Extract to read:
• • •

To add at least a little value: matrix.itasoftware.com has found trips (e.g.
Amsterdam-Tallinn) for me that the local (Dutch) travel sites didn't. I was
pleasantly surprised by this.

------
jrockway
The information about AA is not quite true. No status gives you automatic
upgrades. Having Platinum status gets you the ability to upgrade domestic
flights with "stickers" (which you earn by flying and can buy), but it's all
space-available. You won't know if you're in first class perhaps until
everyone has boarded and they are closing the gate. You get no official
upgrades on international flights except the cash + miles upgrade. If you get
the next status up (100,000 miles required), then you start getting the real
benefits. You get unlimited free domestic upgrades (space-available, of
course), and you get 8 systemwide upgrades that you can apply to any ticket to
upgrade to the next class of service for free (space-available). It's nice if
you buy a cheap business class ticket ($1000 half-round trip to London, for
example) and upgrade to first class. (But of course, business and first on
American are not nearly as nice as business and first on Cathay or BA, and
your AA status gets you nothing there.)

• • •

The data:
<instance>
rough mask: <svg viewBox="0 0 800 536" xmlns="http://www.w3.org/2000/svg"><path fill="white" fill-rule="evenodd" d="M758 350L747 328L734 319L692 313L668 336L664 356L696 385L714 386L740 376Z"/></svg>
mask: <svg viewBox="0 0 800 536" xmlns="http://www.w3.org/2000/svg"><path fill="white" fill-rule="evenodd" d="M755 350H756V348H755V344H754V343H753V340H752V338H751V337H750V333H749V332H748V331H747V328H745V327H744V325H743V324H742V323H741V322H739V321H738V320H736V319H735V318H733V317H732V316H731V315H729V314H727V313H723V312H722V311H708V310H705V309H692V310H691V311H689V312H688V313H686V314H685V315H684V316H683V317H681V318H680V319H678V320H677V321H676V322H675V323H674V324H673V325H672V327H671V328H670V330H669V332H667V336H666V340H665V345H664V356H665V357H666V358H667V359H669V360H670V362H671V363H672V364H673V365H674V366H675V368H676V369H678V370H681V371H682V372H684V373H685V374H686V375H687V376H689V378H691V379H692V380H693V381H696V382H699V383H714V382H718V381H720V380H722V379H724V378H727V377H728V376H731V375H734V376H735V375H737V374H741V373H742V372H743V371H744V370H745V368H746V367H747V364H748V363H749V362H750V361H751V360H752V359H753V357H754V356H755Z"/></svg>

• • •

Task instructions:
[1] Reproduce the forum thread on airline upgrades from "To add at least" to "surprised by this.".
[2] Carry on the forum thread on airline upgrades, picking up after its final sentence.

Responses for each task:
[1]
To add at least a little value: matrix.itasoftware.com has found trips (e.g.
Amsterdam-Tallinn) for me that the local (Dutch) travel sites didn't. I was
pleasantly surprised by this.

[2]
Anyway, if you want to go the elite status route, you can't be a price
comparer. You have to value the benefits you'll get with your status over
saving $100 on your next flight. Because 33,000 miles on United, 33,000 miles
on Delta, and 33,000 miles on American gets you pretty much nothing. But
100,000 on one of those gets you quite a lot. (I personally lean towards the
Oneworld airlines because AA chose good partners. Even if you are flying on
AA, you can still use BA's lounge. And they are very nice. Cathay's lounge in
Hong Kong is also amazing. Shower rooms, nap rooms, etc. Great way to kill a
layover after a 15 hour overnight flight :)

------
e2daipi
> _"On our example, this doesn’t work because we are going from the United
> States to England and the English Pound is worth more than the US dollar.
> Additionally, the Iceland Krona is not worth less than a dollar. However, if
> we were going the reverse way, this would work."_

Not quite. See <http://en.wikipedia.org/wiki/Arbitrage>

I think the way you are looking at it could cost you a bit of money if you are
not careful.